Selected extract
····················
Newsroom > DHHS News Release

FOR IMMEDIATE RELEASE
April 7, 2014

CONTACT
Marla Augustine, Communications and Legislative Services, (402) 471-4047 or marla.augustine@nebraska.gov
 
State’s Behavioral Health Conference to Cover Critical Issues
May 19-21 in Lincoln
 
Lincoln—The state’s annual behavioral health conference will be held May 19-21 in Lincoln.  It is expected to attract consumers, family members, veterans, service providers and others interested in mental health and substance abuse issues from across the state.
 
“The conference is an opportunity for consumers to talk to others who are living in recovery and for others to gain critical insight on current issues,” said Scot L. Adams, director of the Division of Behavioral Health at the Nebraska Department of Health and Human Services. “The speakers will cover significant of topics, including peer support, PTSD, the criminal justice system, trauma and psychotropic medications.”
 
The Nebraska Department of Health and Human Services co-sponsors this conference with the Mental Health Association of Nebraska.  For additional information or to register go to http://www.nebraskastateconference.org/ or contact the Mental Health Association at (402) 441-4373 or ptalbott@mha-ne.org.
 
Three keynote speakers will be:
 
Dan Abreu, associate director, National GAINS Center at the federal Substance Abuse and Mental Health Services Administration. He provides technical assistance to communities and states on collaboration between mental health and criminal justice issues.  He works with the 13 states that receive grants from SAMHSA for Jail Diversion Trauma Recovery Priority to Veterans. As many as 17 percent of veterans who have returned from duty overseas may have post-traumatic stress disorders and other mental illnesses. Many of these veterans’ mental health issues may go untreated, placing them at higher risk for involvement in the justice system.
····················
Records provided
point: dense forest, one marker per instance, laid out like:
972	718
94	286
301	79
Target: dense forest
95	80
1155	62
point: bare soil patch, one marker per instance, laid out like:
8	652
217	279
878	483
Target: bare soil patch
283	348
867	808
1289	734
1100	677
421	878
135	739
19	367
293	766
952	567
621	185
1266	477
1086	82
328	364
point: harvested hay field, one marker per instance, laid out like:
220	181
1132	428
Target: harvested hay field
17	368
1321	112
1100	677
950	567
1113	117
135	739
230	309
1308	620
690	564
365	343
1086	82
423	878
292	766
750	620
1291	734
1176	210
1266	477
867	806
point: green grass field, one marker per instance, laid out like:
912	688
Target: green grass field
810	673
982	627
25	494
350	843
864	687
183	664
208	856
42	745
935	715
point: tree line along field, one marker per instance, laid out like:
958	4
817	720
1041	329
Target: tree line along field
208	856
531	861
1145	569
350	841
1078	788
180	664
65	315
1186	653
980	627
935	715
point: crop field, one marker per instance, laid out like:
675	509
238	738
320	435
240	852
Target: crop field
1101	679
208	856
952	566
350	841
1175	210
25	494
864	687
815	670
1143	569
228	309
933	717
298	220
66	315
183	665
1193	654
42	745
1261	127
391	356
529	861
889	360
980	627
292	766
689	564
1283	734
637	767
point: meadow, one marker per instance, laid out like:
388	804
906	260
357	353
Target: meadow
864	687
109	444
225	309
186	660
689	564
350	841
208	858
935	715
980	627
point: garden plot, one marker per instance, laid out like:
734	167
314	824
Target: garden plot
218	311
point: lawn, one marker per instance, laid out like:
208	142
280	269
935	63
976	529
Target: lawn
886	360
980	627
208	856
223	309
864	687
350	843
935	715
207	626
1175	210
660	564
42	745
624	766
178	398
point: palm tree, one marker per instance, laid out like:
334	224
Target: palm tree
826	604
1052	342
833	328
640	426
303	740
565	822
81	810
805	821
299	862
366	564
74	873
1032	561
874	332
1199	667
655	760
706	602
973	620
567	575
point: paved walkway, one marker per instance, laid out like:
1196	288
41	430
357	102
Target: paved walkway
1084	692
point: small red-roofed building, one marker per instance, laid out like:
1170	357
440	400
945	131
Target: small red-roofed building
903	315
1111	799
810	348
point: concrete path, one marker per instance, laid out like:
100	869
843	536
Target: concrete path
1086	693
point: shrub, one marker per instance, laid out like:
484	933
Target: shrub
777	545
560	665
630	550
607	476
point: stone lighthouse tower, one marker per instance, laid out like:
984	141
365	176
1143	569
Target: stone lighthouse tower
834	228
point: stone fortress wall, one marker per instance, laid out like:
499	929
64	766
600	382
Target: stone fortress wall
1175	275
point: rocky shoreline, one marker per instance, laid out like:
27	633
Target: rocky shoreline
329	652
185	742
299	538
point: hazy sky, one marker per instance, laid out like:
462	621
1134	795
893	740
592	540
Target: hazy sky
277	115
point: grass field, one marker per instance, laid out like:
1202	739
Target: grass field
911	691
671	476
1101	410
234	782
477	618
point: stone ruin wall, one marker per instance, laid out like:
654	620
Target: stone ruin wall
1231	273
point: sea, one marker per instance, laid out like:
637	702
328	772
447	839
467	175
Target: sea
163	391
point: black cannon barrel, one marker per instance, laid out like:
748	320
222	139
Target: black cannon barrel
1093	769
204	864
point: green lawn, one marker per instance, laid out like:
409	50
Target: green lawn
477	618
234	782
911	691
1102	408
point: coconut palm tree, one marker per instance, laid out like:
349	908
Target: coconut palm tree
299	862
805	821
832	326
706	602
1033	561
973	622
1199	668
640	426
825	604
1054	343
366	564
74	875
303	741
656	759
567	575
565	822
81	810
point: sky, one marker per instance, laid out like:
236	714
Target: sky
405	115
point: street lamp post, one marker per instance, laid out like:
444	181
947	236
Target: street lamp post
····················
Work item A
In the behavioral health conference release, which organization co-sponsors the conference with the Nebraska Department of Health and Human Services?
Work item B
Does each statement agree with the behavioral health conference release? Answer yes or no for each, quoting the words from the release that decide it.
(i) The conference will take place in Omaha.
(ii) Dan Abreu works with 13 states that receive SAMHSA grants.
(iii) Scot L. Adams directs the Division of Behavioral Health.
Work item C
Write the next part of the behavioral health conference release, picking up after its last sentence.
The listing is separate material and has no connection to the behavioral health conference release.

Result A
The Mental Health Association of Nebraska.

Result B
(i) No: "will be held May 19-21 in Lincoln"
(ii) Yes: "He works with the 13 states that receive grants from SAMHSA for Jail Diversion Trauma Recovery Priority to Veterans."
(iii) Yes: "director of the Division of Behavioral Health at the Nebraska Department of Health and Human Services"

Result C
Ann Jennings, PhD., a consultant on trauma issues, has been involved for over 20 years in raising public awareness about the treatment of people with trauma resulting from sexual and physical abuse. She will talk about her daughter, Anna, a young woman who was sexually abused in early childhood and who spent 17 years in the mental health system diagnosed as schizophrenic.  She died from suicide at the age of 32. Dr. Jennings is the founder and president of The Anna Institute, Inc., a non-profit organization dedicated to speaking truth about the effects of childhood trauma, promoting prevention and early intervention, and providing resources for professional, community, and survivor use.
 
Robert Whitaker, a journalist and author, will talk about his most recent book, Anatomy of an Epidemic: Magic Bullets, Psychiatric Drugs, and the Astonishing Rise of Mental Illness in America, on research that he says proves that medications are overused in the treatment of mental illness.  He has won the George Polk Award for medical writing and a National Association of Science Writers Award for best magazine article. A series he co-wrote for the Boston Globe on the abuse of mental patients in research settings was named a finalist for the Pulitzer Prize in 1998.
 
There will be a panel on the 10th anniversary of behavioral health reform in Nebraska.  Panel members will talk about LB1083 (2004), which moved patients from institutionalized settings to community-based services.
 
Continuing education credits are available for substance abuse, mental health, problem gambling and peer support.